- Tâche à réaliser -
Dressez la liste de toutes les personnes désignées par leur nom dans l'extrait consacré à Pascal Boniface.

- Section du document -
◆ ◆ ◆ ◆

» Le plus grave danger ? Les tentatives de censure « 

En matière de liberté d’expression, Pascal Boniface redoute surtout les pressions insidieuses. Pour le directeur de l’Institut de relations internationales et stratégiques (Iris),  » la critique de l’islam se porte bien « . Les pratiques des partis d’extrême droite en témoignent.

Au début des années 2000, Pascal Boniface, directeur de l’Institut de relations internationales et stratégiques (Iris) à Paris, a été la cible d’un flot de critiques pour avoir recommandé dans une note de travail à l’attention du Parti socialiste français d’appliquer au conflit israélo-palestinien les principes universels de respect des droits de l’homme, qui, à son estime, étaient dévoyés au détriment des Palestiniens. Taxé d’antisémitisme, il y répondit dans un ouvrage qui fit grand bruit, Est-il permis de critiquer Israël ? (1). Un parallèle peut-il être dressé avec la conjoncture actuelle où la critique de l’islam suscite, en Belgique en tout cas, des réactions virulentes ?  » Il n’y a vraiment aucun rapport, juge Pascal Boniface. La critique du gouvernement israélien est immédiatement assimilée par les plus radicaux soutiens d’Israël à de l’antisémitisme. Et là vous subissez un préjudice professionnel indéniable au-delà des attaques personnelles.  »

Pourfendeur de la pensée unique, Pascal Boniface a dénoncé et démonté, dans son dernier ouvrage Les Intellectuels faussaires (2),  » le triomphe médiatique des experts en mensonge « . Parmi eux, Caroline Fourest, privée de parole à l’ULB, que l’auteur juge  » remarquablement opportuniste  » :  » Sous couvert d’une dénonciation générale de tous les intégrismes, elle cible surtout les musulmans, parce qu’elle sait que c’est médiatiquement porteur, explique Pascal Boniface au Vif/L’Express. […] Elle s’indigne aujourd’hui de l’usage antimusulman que Marine Le Pen fait de la laïcité, mais elle lui a largement ouvert la voie. Sa dénonciation de l’intégrisme musulman, qu’elle grossit de façon démesurée, a quelque chose d’obsessionnel.  »

◆ ◆ ◆ ◆

- Étiquettes des points d'objet -
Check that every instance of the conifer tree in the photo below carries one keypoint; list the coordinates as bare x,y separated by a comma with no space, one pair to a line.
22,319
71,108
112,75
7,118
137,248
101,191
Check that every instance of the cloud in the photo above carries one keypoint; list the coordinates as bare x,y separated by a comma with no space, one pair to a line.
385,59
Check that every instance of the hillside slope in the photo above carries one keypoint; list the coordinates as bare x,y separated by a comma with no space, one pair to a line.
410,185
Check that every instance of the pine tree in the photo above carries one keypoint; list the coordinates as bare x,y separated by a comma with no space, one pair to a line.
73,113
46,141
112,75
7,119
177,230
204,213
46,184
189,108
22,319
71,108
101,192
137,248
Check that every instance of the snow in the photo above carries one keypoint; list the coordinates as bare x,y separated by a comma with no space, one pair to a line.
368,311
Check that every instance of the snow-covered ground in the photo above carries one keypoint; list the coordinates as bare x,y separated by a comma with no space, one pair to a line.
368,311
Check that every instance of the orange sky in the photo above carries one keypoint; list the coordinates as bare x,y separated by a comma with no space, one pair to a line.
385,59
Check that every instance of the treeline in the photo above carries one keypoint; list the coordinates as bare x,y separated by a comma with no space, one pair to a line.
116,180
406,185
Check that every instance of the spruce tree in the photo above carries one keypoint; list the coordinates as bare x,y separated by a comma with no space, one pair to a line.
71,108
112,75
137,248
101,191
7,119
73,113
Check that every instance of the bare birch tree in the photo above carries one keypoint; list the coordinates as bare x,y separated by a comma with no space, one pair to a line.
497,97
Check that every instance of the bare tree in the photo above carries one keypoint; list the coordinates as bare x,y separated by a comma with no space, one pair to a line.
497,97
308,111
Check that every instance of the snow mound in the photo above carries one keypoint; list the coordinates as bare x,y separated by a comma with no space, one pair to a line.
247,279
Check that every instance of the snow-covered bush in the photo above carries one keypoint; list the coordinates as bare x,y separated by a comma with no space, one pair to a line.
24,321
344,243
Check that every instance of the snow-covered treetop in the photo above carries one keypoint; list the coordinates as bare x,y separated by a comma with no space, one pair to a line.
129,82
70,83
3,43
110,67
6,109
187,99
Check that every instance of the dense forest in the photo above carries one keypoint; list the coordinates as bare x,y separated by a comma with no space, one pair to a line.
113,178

◆ ◆ ◆ ◆

- Résultat attendu -
- Pascal Boniface
- Caroline Fourest
- Marine Le Pen